Entries from an annotation dataset

*-*-*

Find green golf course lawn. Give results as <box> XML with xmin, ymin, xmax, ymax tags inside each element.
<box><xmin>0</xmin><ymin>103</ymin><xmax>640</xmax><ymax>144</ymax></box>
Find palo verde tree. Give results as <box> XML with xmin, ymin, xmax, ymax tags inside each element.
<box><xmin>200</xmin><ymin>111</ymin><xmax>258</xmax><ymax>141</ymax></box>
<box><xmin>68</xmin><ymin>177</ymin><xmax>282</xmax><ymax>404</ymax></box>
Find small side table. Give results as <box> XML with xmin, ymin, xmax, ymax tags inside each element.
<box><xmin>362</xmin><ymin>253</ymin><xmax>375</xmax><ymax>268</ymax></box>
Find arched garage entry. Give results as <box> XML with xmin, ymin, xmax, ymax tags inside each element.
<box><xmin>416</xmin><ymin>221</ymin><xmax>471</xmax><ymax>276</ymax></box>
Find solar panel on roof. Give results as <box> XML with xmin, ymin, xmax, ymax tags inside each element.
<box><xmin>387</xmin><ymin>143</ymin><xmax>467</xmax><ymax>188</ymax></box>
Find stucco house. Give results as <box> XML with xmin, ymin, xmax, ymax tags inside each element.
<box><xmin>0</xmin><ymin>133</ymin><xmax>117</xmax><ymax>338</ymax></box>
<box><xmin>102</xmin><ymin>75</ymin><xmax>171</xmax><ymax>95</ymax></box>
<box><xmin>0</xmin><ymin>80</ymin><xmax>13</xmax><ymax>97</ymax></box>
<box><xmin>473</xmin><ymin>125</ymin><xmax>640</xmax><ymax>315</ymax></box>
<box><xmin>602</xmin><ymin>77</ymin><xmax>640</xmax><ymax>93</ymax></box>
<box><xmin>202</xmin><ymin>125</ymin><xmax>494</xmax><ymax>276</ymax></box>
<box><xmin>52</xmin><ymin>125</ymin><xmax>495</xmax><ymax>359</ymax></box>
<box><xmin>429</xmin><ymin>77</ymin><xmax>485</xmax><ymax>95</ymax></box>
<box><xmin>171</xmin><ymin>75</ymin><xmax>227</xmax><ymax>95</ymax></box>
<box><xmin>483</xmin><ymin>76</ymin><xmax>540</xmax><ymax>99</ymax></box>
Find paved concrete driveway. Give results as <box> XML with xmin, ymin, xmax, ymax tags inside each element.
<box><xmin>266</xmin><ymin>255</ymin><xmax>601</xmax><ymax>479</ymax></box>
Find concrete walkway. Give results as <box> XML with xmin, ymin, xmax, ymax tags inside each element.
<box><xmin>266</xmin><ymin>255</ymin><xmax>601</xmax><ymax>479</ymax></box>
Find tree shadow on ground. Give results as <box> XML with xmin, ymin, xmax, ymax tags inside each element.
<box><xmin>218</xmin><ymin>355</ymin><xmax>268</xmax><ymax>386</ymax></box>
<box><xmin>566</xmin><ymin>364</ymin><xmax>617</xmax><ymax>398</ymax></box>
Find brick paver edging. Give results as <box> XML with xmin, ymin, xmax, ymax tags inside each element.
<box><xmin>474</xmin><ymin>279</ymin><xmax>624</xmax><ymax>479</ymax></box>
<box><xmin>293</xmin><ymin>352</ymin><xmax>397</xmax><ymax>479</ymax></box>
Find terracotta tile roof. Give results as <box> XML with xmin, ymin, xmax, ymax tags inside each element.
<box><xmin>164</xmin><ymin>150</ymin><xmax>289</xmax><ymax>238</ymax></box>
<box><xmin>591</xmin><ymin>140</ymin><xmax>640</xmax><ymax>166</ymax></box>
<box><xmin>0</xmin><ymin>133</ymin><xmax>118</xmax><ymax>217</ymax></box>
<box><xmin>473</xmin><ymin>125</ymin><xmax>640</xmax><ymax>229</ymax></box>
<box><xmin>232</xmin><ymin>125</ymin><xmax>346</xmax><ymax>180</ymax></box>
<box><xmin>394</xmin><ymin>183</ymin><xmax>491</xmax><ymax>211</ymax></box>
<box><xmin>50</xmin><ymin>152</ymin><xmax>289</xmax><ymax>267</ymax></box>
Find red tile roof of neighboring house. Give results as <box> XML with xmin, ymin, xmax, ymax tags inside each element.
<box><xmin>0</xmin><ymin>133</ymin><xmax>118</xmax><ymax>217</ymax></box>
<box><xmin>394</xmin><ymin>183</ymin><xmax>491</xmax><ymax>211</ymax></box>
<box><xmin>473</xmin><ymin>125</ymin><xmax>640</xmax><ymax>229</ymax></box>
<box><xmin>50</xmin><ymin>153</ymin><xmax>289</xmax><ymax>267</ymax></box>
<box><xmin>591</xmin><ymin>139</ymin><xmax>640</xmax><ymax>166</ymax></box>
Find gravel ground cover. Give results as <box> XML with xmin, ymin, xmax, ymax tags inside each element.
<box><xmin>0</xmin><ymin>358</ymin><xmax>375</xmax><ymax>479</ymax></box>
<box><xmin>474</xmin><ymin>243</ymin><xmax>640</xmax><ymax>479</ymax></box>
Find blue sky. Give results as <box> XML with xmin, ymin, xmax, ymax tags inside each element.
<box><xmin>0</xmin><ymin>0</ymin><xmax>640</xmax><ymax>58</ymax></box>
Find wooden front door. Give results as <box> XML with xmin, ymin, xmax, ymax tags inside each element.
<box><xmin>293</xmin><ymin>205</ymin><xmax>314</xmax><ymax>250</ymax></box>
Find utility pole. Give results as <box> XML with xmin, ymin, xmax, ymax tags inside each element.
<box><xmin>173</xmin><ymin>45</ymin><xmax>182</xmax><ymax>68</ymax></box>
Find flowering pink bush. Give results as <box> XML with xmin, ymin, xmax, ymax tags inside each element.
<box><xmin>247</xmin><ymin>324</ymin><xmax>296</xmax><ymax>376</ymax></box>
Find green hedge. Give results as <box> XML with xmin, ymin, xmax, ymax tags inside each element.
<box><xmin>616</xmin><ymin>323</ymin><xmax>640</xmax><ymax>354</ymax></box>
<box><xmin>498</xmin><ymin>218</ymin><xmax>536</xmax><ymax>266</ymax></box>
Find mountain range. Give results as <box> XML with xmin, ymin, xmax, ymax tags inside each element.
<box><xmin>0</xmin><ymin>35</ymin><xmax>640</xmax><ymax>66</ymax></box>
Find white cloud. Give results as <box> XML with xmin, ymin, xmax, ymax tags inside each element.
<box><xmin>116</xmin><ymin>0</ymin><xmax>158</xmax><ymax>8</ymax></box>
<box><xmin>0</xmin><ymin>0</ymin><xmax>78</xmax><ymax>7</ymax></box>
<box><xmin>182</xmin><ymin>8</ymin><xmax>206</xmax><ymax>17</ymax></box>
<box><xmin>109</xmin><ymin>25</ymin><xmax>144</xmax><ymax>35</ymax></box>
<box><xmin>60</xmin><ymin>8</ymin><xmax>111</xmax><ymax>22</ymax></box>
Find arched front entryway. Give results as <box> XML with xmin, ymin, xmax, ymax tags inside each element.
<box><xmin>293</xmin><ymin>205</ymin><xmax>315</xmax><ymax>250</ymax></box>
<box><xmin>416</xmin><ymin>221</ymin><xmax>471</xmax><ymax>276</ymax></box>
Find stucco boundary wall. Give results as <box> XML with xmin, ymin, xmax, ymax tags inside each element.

*-*-*

* EXERCISE PROMPT:
Copy each line of the records above word for word, with nothing changed.

* REPLY:
Find green golf course lawn. Give results as <box> XML with xmin, ymin, xmax, ymax tags inside each element.
<box><xmin>0</xmin><ymin>103</ymin><xmax>640</xmax><ymax>144</ymax></box>
Find palo verde tree. Give results as <box> XML with xmin, ymin, xmax, ymax tags inside each element.
<box><xmin>200</xmin><ymin>111</ymin><xmax>258</xmax><ymax>141</ymax></box>
<box><xmin>68</xmin><ymin>177</ymin><xmax>282</xmax><ymax>404</ymax></box>
Find small side table. Give results as <box> XML with xmin, ymin, xmax, ymax tags inside each element.
<box><xmin>362</xmin><ymin>253</ymin><xmax>375</xmax><ymax>268</ymax></box>
Find arched garage entry. Give results as <box> XML with xmin, ymin, xmax, ymax tags inside each element.
<box><xmin>416</xmin><ymin>221</ymin><xmax>471</xmax><ymax>276</ymax></box>
Find solar panel on roof. Give results as <box> XML with xmin, ymin, xmax, ymax tags inside each element.
<box><xmin>387</xmin><ymin>143</ymin><xmax>467</xmax><ymax>188</ymax></box>
Find stucco house. Give results as <box> XML with xmin, ymin, xmax, ymax tags inside each element.
<box><xmin>0</xmin><ymin>133</ymin><xmax>117</xmax><ymax>338</ymax></box>
<box><xmin>102</xmin><ymin>75</ymin><xmax>171</xmax><ymax>95</ymax></box>
<box><xmin>0</xmin><ymin>80</ymin><xmax>13</xmax><ymax>97</ymax></box>
<box><xmin>473</xmin><ymin>125</ymin><xmax>640</xmax><ymax>315</ymax></box>
<box><xmin>602</xmin><ymin>77</ymin><xmax>640</xmax><ymax>93</ymax></box>
<box><xmin>202</xmin><ymin>125</ymin><xmax>494</xmax><ymax>276</ymax></box>
<box><xmin>52</xmin><ymin>125</ymin><xmax>495</xmax><ymax>359</ymax></box>
<box><xmin>429</xmin><ymin>77</ymin><xmax>485</xmax><ymax>95</ymax></box>
<box><xmin>171</xmin><ymin>75</ymin><xmax>227</xmax><ymax>95</ymax></box>
<box><xmin>483</xmin><ymin>76</ymin><xmax>540</xmax><ymax>99</ymax></box>
Find paved concrete driveway. Give results as <box> XML with xmin, ymin, xmax, ymax tags inside each element.
<box><xmin>266</xmin><ymin>255</ymin><xmax>601</xmax><ymax>479</ymax></box>
Find concrete walkway. Give results as <box> XML with xmin, ymin, xmax, ymax tags inside each element.
<box><xmin>266</xmin><ymin>255</ymin><xmax>601</xmax><ymax>479</ymax></box>
Find tree shadow on ground. Give results as <box> XML with xmin, ymin, xmax, ymax tags inside each element.
<box><xmin>218</xmin><ymin>355</ymin><xmax>268</xmax><ymax>386</ymax></box>
<box><xmin>566</xmin><ymin>364</ymin><xmax>617</xmax><ymax>398</ymax></box>
Find brick paver edging. Give results as <box> XML with xmin, ymin, xmax, ymax tags inside each element.
<box><xmin>474</xmin><ymin>279</ymin><xmax>624</xmax><ymax>479</ymax></box>
<box><xmin>293</xmin><ymin>352</ymin><xmax>397</xmax><ymax>479</ymax></box>
Find terracotta tile roof. Give results as <box> XML with xmin, ymin, xmax, ymax tags inside each element.
<box><xmin>164</xmin><ymin>150</ymin><xmax>289</xmax><ymax>238</ymax></box>
<box><xmin>591</xmin><ymin>140</ymin><xmax>640</xmax><ymax>166</ymax></box>
<box><xmin>0</xmin><ymin>133</ymin><xmax>118</xmax><ymax>217</ymax></box>
<box><xmin>473</xmin><ymin>125</ymin><xmax>640</xmax><ymax>229</ymax></box>
<box><xmin>232</xmin><ymin>125</ymin><xmax>346</xmax><ymax>180</ymax></box>
<box><xmin>394</xmin><ymin>183</ymin><xmax>491</xmax><ymax>211</ymax></box>
<box><xmin>50</xmin><ymin>152</ymin><xmax>289</xmax><ymax>267</ymax></box>
Find red tile roof of neighboring house. Give results as <box> XML with xmin, ymin, xmax, ymax tags inside each element.
<box><xmin>0</xmin><ymin>133</ymin><xmax>118</xmax><ymax>217</ymax></box>
<box><xmin>394</xmin><ymin>183</ymin><xmax>491</xmax><ymax>211</ymax></box>
<box><xmin>473</xmin><ymin>125</ymin><xmax>640</xmax><ymax>229</ymax></box>
<box><xmin>50</xmin><ymin>153</ymin><xmax>289</xmax><ymax>267</ymax></box>
<box><xmin>591</xmin><ymin>139</ymin><xmax>640</xmax><ymax>166</ymax></box>
Find gravel ground cover. Give results as <box> XML with xmin, ymin, xmax, ymax tags inside each element.
<box><xmin>0</xmin><ymin>358</ymin><xmax>375</xmax><ymax>479</ymax></box>
<box><xmin>474</xmin><ymin>243</ymin><xmax>640</xmax><ymax>479</ymax></box>
Find blue sky. Give results as <box> XML with xmin, ymin, xmax, ymax tags inside each element.
<box><xmin>0</xmin><ymin>0</ymin><xmax>640</xmax><ymax>58</ymax></box>
Find wooden front door. Give results as <box> XML with xmin, ymin, xmax, ymax tags inside each element.
<box><xmin>293</xmin><ymin>205</ymin><xmax>314</xmax><ymax>250</ymax></box>
Find utility pole. Give results as <box> XML with xmin, ymin, xmax, ymax tags inside each element.
<box><xmin>173</xmin><ymin>45</ymin><xmax>182</xmax><ymax>68</ymax></box>
Find flowering pink bush. Give results as <box> XML with xmin, ymin, xmax, ymax tags inside each element.
<box><xmin>247</xmin><ymin>324</ymin><xmax>296</xmax><ymax>376</ymax></box>
Find green hedge. Give results as <box> XML with xmin, ymin, xmax, ymax tags inside each element.
<box><xmin>616</xmin><ymin>323</ymin><xmax>640</xmax><ymax>354</ymax></box>
<box><xmin>498</xmin><ymin>218</ymin><xmax>536</xmax><ymax>266</ymax></box>
Find mountain range. Give results as <box> XML with xmin, ymin, xmax, ymax tags inside each element.
<box><xmin>0</xmin><ymin>35</ymin><xmax>640</xmax><ymax>66</ymax></box>
Find white cloud. Give results as <box> XML with xmin, ymin, xmax, ymax tags inside each element.
<box><xmin>116</xmin><ymin>0</ymin><xmax>158</xmax><ymax>8</ymax></box>
<box><xmin>0</xmin><ymin>0</ymin><xmax>78</xmax><ymax>7</ymax></box>
<box><xmin>182</xmin><ymin>8</ymin><xmax>206</xmax><ymax>17</ymax></box>
<box><xmin>109</xmin><ymin>25</ymin><xmax>144</xmax><ymax>35</ymax></box>
<box><xmin>60</xmin><ymin>8</ymin><xmax>111</xmax><ymax>22</ymax></box>
Find arched front entryway. Give results as <box> XML with xmin, ymin, xmax, ymax tags inside each element.
<box><xmin>293</xmin><ymin>205</ymin><xmax>315</xmax><ymax>250</ymax></box>
<box><xmin>416</xmin><ymin>221</ymin><xmax>471</xmax><ymax>276</ymax></box>
Find stucco boundary wall. Give results as <box> XML with xmin, ymin, xmax, ymax tags inside each element.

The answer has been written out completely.